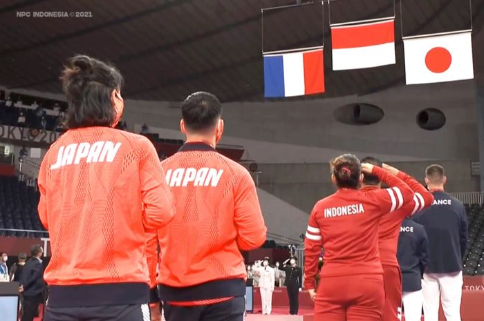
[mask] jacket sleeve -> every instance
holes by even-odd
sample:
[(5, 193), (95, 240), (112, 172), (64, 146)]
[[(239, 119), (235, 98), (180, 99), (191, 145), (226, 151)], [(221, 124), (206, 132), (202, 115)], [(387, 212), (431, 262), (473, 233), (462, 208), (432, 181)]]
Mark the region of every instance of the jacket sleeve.
[(405, 216), (413, 215), (432, 204), (434, 195), (416, 179), (402, 171), (398, 172), (397, 177), (404, 182), (414, 193), (412, 202), (402, 208), (404, 208), (404, 211), (408, 213)]
[(147, 139), (145, 148), (146, 155), (140, 162), (140, 187), (143, 224), (146, 230), (151, 230), (163, 227), (173, 219), (175, 205), (156, 150)]
[(402, 179), (376, 166), (373, 166), (371, 173), (390, 186), (389, 188), (372, 190), (366, 193), (380, 207), (380, 214), (393, 212), (413, 202), (413, 191)]
[(419, 261), (420, 264), (421, 276), (423, 277), (423, 273), (427, 269), (427, 265), (429, 263), (429, 242), (427, 239), (427, 233), (425, 228), (422, 226), (422, 233), (420, 235), (420, 242), (419, 249)]
[(262, 216), (252, 177), (245, 171), (234, 193), (234, 220), (237, 227), (237, 244), (243, 251), (257, 249), (266, 242), (267, 228)]
[(37, 206), (39, 218), (40, 219), (40, 222), (42, 223), (42, 225), (47, 231), (48, 231), (48, 224), (47, 222), (47, 200), (46, 198), (46, 176), (48, 163), (48, 152), (47, 152), (46, 155), (44, 157), (42, 163), (40, 165), (39, 177), (37, 178), (37, 184), (39, 186), (39, 192), (40, 193), (40, 198)]
[(464, 260), (465, 255), (465, 250), (467, 248), (467, 228), (469, 223), (467, 222), (467, 215), (465, 213), (465, 208), (460, 204), (460, 255), (462, 260)]
[(149, 271), (150, 303), (160, 301), (156, 291), (156, 268), (158, 264), (158, 231), (149, 230), (146, 234), (146, 259)]
[(304, 238), (304, 288), (308, 290), (316, 288), (317, 264), (321, 255), (321, 249), (323, 247), (321, 231), (316, 220), (317, 213), (316, 207), (315, 206), (313, 209), (309, 217), (308, 229)]

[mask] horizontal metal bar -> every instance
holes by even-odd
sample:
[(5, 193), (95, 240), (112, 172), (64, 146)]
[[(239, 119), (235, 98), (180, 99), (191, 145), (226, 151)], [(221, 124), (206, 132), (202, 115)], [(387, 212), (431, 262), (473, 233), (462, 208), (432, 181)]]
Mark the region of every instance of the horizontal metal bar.
[(448, 31), (447, 32), (438, 32), (438, 33), (429, 33), (429, 35), (420, 35), (418, 36), (407, 36), (407, 37), (402, 37), (402, 39), (403, 40), (407, 40), (407, 39), (417, 39), (417, 38), (425, 38), (427, 37), (435, 37), (435, 36), (445, 36), (447, 35), (456, 35), (458, 33), (465, 33), (465, 32), (472, 32), (472, 29), (467, 29), (465, 30), (459, 30), (459, 31)]
[[(277, 10), (277, 9), (285, 9), (287, 8), (294, 8), (294, 7), (302, 7), (303, 6), (308, 6), (308, 5), (312, 5), (312, 4), (317, 4), (317, 2), (305, 2), (304, 3), (301, 3), (301, 4), (289, 4), (287, 6), (281, 6), (279, 7), (270, 7), (270, 8), (263, 8), (261, 9), (261, 11), (263, 13), (264, 11), (270, 11), (270, 10)], [(321, 4), (324, 6), (324, 1), (321, 1)]]
[(281, 54), (281, 53), (288, 53), (288, 52), (295, 52), (298, 51), (310, 51), (310, 50), (315, 50), (317, 49), (323, 49), (324, 48), (324, 46), (317, 46), (316, 47), (306, 47), (306, 48), (298, 48), (297, 49), (287, 49), (286, 50), (277, 50), (277, 51), (263, 51), (262, 55), (264, 56), (270, 56), (270, 55), (274, 55), (276, 54)]
[(358, 20), (357, 21), (349, 21), (349, 22), (342, 22), (339, 23), (330, 23), (330, 27), (338, 27), (344, 26), (351, 26), (358, 23), (364, 23), (366, 22), (378, 22), (384, 21), (385, 20), (395, 20), (395, 16), (393, 17), (387, 17), (386, 18), (375, 18), (375, 19), (369, 19), (366, 20)]

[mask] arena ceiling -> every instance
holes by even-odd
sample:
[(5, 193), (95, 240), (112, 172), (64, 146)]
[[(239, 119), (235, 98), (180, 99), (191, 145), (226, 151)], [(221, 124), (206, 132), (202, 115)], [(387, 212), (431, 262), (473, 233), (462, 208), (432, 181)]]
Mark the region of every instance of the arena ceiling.
[[(422, 34), (467, 28), (467, 0), (396, 0), (402, 2), (404, 30)], [(407, 2), (405, 2), (407, 1)], [(413, 1), (410, 3), (409, 1)], [(131, 99), (180, 101), (204, 90), (221, 100), (263, 99), (261, 9), (295, 0), (2, 0), (0, 2), (0, 85), (58, 93), (62, 64), (75, 53), (113, 61), (126, 79)], [(304, 1), (303, 1), (304, 2)], [(393, 12), (392, 0), (337, 0), (334, 20), (371, 18)], [(467, 7), (466, 7), (467, 6)], [(19, 17), (22, 12), (79, 12), (84, 18)], [(277, 12), (274, 11), (274, 12)], [(397, 38), (397, 65), (333, 72), (326, 25), (288, 32), (284, 16), (264, 21), (285, 31), (272, 32), (288, 47), (325, 39), (326, 93), (364, 95), (404, 84), (403, 48)], [(329, 17), (326, 12), (325, 19)], [(484, 0), (473, 0), (474, 70), (484, 74)], [(400, 24), (397, 23), (397, 33)], [(278, 38), (278, 37), (279, 38)], [(311, 99), (311, 98), (309, 98)]]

- **Short task**
Transcribe the material exactly, leaving every picture out.

- **Answer for this exercise**
[mask] jacket sleeve -> every instance
holes by even-odd
sample:
[(5, 193), (95, 240), (112, 172), (64, 146)]
[[(239, 119), (235, 98), (180, 99), (191, 145), (226, 151)], [(221, 124), (206, 132), (202, 115)], [(387, 212), (431, 262), (473, 233), (462, 208), (432, 181)]]
Mark the region of every instance of the jacket sleeve.
[(405, 216), (413, 215), (432, 204), (434, 195), (416, 179), (402, 171), (398, 172), (397, 177), (404, 182), (414, 193), (412, 202), (402, 208), (404, 208), (404, 211), (408, 213)]
[(147, 139), (145, 148), (146, 155), (140, 162), (140, 187), (143, 224), (146, 230), (151, 230), (163, 227), (173, 219), (175, 205), (156, 150)]
[(402, 179), (376, 166), (373, 166), (371, 173), (390, 186), (389, 188), (372, 190), (366, 193), (380, 207), (380, 214), (393, 212), (413, 202), (413, 191)]
[(419, 261), (420, 264), (421, 276), (423, 277), (423, 273), (427, 269), (427, 265), (429, 263), (429, 242), (427, 239), (427, 233), (425, 228), (422, 226), (422, 233), (420, 235), (420, 242), (419, 249)]
[(262, 216), (252, 177), (245, 171), (234, 193), (234, 220), (237, 227), (237, 244), (243, 251), (257, 249), (266, 242), (267, 228)]
[(37, 206), (39, 218), (40, 219), (40, 222), (42, 223), (42, 225), (47, 231), (48, 231), (48, 224), (47, 222), (47, 200), (46, 198), (46, 176), (48, 163), (48, 152), (47, 152), (46, 155), (44, 157), (42, 163), (40, 165), (39, 177), (37, 178), (37, 184), (39, 186), (39, 192), (40, 193), (40, 198)]
[(464, 260), (465, 255), (465, 250), (467, 248), (467, 228), (469, 223), (467, 222), (467, 215), (465, 213), (465, 208), (460, 204), (460, 255), (462, 260)]
[(149, 271), (150, 303), (160, 301), (156, 291), (156, 268), (158, 264), (158, 231), (149, 230), (146, 234), (146, 259)]
[(304, 238), (304, 288), (308, 290), (316, 288), (317, 264), (321, 255), (321, 249), (323, 247), (321, 231), (316, 220), (317, 213), (316, 207), (315, 206), (313, 209), (309, 217), (308, 229)]

[mask] horizontal metal bar -> every instance
holes by even-odd
sample:
[(5, 193), (95, 240), (112, 172), (64, 146)]
[[(239, 119), (235, 98), (180, 99), (191, 145), (226, 151)], [(221, 124), (206, 132), (202, 115)], [(387, 212), (431, 262), (473, 233), (462, 208), (432, 181)]]
Mark the region of every instance of the horizontal metal bar.
[(448, 31), (447, 32), (438, 32), (438, 33), (429, 33), (429, 35), (420, 35), (418, 36), (407, 36), (407, 37), (402, 37), (402, 39), (403, 40), (407, 40), (407, 39), (417, 39), (417, 38), (425, 38), (427, 37), (435, 37), (435, 36), (445, 36), (447, 35), (456, 35), (458, 33), (465, 33), (465, 32), (472, 32), (472, 29), (467, 29), (465, 30), (459, 30), (459, 31)]
[[(277, 10), (277, 9), (285, 9), (287, 8), (294, 8), (294, 7), (302, 7), (303, 6), (308, 6), (308, 5), (312, 5), (312, 4), (317, 4), (317, 2), (305, 2), (304, 3), (301, 3), (301, 4), (289, 4), (287, 6), (281, 6), (279, 7), (270, 7), (270, 8), (263, 8), (261, 9), (261, 11), (263, 13), (264, 11), (270, 11), (270, 10)], [(321, 4), (324, 6), (324, 1), (321, 1)]]
[(281, 54), (281, 53), (288, 53), (288, 52), (295, 52), (298, 51), (310, 51), (310, 50), (315, 50), (317, 49), (323, 49), (324, 48), (324, 46), (317, 46), (316, 47), (306, 47), (306, 48), (298, 48), (297, 49), (287, 49), (286, 50), (277, 50), (277, 51), (263, 51), (262, 55), (264, 56), (270, 56), (270, 55), (274, 55), (276, 54)]
[(358, 20), (357, 21), (349, 21), (349, 22), (342, 22), (339, 23), (330, 23), (330, 27), (338, 27), (344, 26), (351, 26), (358, 23), (364, 23), (366, 22), (378, 22), (384, 21), (385, 20), (395, 20), (395, 16), (393, 17), (387, 17), (386, 18), (375, 18), (375, 19), (369, 19), (366, 20)]

[mask] arena ceiling -> every instance
holes by even-odd
sample:
[(5, 193), (95, 240), (112, 172), (64, 146)]
[[(239, 119), (235, 98), (180, 99), (191, 145), (226, 151)], [(221, 124), (206, 132), (202, 115)], [(387, 212), (431, 262), (473, 233), (462, 208), (432, 181)]]
Mark the region of every instance of the arena ceiling.
[[(422, 34), (467, 28), (467, 0), (396, 0), (402, 2), (404, 30)], [(407, 2), (405, 2), (407, 1)], [(413, 1), (410, 3), (409, 1)], [(131, 99), (180, 101), (204, 90), (221, 100), (263, 99), (261, 9), (295, 0), (2, 0), (0, 2), (0, 85), (58, 93), (62, 64), (75, 53), (113, 61), (126, 79)], [(304, 1), (303, 1), (304, 2)], [(393, 12), (392, 0), (337, 0), (334, 20), (371, 18)], [(467, 7), (466, 7), (467, 6)], [(19, 17), (22, 12), (79, 12), (84, 18)], [(277, 12), (274, 11), (274, 12)], [(397, 38), (397, 65), (333, 72), (326, 25), (288, 32), (284, 16), (264, 21), (285, 31), (272, 32), (288, 47), (325, 39), (326, 93), (364, 95), (404, 84), (403, 48)], [(329, 17), (326, 12), (325, 19)], [(484, 0), (473, 0), (474, 70), (484, 74)], [(400, 24), (397, 23), (397, 33)], [(278, 38), (278, 37), (279, 38)], [(311, 99), (311, 98), (309, 98)]]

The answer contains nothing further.